| WORK TO COMPLETE |
Copy out the lines of the records below, and only those lines, from the one with "Query: grassy field" through the one with "<point>303,33</point>", exactly as they appear.

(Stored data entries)
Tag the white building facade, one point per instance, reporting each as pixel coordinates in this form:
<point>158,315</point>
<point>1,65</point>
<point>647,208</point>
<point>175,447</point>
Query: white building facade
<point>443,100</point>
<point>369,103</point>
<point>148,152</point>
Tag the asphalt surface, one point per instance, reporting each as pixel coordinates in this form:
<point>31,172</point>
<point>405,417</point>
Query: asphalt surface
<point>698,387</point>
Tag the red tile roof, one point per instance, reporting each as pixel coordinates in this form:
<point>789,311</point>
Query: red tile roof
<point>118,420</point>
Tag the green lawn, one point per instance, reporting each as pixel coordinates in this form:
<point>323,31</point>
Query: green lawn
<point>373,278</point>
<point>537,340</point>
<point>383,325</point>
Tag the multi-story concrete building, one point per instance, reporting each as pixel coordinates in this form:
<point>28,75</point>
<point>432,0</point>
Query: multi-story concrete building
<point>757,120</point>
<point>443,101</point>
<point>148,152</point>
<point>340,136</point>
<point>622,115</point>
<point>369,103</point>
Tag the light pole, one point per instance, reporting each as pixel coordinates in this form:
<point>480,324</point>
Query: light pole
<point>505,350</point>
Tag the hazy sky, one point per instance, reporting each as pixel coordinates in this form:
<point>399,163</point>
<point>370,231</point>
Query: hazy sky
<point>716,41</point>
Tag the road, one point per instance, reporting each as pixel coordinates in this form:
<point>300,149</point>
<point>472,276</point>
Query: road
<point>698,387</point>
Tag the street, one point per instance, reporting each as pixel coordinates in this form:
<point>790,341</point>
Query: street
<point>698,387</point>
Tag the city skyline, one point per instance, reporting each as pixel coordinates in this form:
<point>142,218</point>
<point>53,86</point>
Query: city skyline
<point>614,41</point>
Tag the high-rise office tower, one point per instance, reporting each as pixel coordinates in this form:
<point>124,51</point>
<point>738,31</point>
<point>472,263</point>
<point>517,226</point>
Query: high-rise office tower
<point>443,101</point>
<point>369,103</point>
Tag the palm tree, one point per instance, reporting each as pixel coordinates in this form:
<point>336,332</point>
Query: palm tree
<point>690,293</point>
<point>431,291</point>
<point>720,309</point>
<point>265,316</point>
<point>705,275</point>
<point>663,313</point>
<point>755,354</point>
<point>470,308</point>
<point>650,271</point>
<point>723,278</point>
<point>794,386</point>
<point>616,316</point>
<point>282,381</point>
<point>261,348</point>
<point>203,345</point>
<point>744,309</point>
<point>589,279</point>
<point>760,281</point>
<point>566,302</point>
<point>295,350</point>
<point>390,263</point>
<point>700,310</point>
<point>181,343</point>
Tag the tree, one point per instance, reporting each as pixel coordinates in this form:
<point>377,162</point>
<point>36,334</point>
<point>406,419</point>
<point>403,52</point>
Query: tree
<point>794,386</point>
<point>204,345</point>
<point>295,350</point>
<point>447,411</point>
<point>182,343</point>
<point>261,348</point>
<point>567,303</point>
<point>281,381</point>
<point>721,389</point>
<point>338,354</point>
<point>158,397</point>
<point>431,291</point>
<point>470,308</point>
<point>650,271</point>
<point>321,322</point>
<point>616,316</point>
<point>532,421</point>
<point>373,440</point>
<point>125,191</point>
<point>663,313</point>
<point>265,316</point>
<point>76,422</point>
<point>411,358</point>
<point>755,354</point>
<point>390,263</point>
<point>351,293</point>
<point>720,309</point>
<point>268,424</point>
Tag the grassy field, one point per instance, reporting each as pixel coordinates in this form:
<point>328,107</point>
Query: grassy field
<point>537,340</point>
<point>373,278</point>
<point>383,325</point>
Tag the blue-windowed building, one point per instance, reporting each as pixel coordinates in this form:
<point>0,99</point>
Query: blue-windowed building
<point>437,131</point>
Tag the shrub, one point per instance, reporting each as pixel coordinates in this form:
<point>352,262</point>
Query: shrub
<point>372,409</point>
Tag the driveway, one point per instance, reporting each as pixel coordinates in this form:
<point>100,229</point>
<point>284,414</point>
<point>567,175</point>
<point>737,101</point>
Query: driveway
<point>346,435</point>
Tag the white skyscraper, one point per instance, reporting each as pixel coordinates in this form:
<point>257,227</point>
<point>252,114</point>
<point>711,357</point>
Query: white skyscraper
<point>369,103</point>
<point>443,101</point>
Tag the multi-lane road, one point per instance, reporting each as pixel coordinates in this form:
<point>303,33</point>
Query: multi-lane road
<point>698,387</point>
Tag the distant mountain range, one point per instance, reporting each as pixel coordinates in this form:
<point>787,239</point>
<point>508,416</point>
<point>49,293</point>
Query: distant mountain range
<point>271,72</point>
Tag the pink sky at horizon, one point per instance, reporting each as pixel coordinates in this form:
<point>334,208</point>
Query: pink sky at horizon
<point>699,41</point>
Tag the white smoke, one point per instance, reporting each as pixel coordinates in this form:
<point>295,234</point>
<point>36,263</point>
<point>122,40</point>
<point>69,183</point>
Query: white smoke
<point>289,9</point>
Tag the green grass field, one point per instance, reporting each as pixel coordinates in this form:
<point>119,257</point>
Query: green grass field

| TASK RESPONSE |
Query: grassy field
<point>537,340</point>
<point>373,278</point>
<point>383,325</point>
Tag the blue-windowed building, one point per instance, reporting each as pixel coordinates in this form:
<point>0,99</point>
Query: blue-windowed building
<point>437,131</point>
Tag the shrub, one point per instance, reporting each as pixel coordinates in this form:
<point>352,262</point>
Query: shrub
<point>372,409</point>
Tag the driveway, one point per instance, reporting each as pixel coordinates in this form:
<point>100,229</point>
<point>284,414</point>
<point>567,175</point>
<point>737,101</point>
Query: driveway
<point>346,435</point>
Tag the white skyscraper, one point per instance, reporting each as pixel coordinates in this form:
<point>257,227</point>
<point>252,114</point>
<point>711,357</point>
Query: white skyscraper
<point>369,103</point>
<point>443,101</point>
Tag the multi-lane road, one point per instance, reporting each as pixel coordinates in this form:
<point>303,33</point>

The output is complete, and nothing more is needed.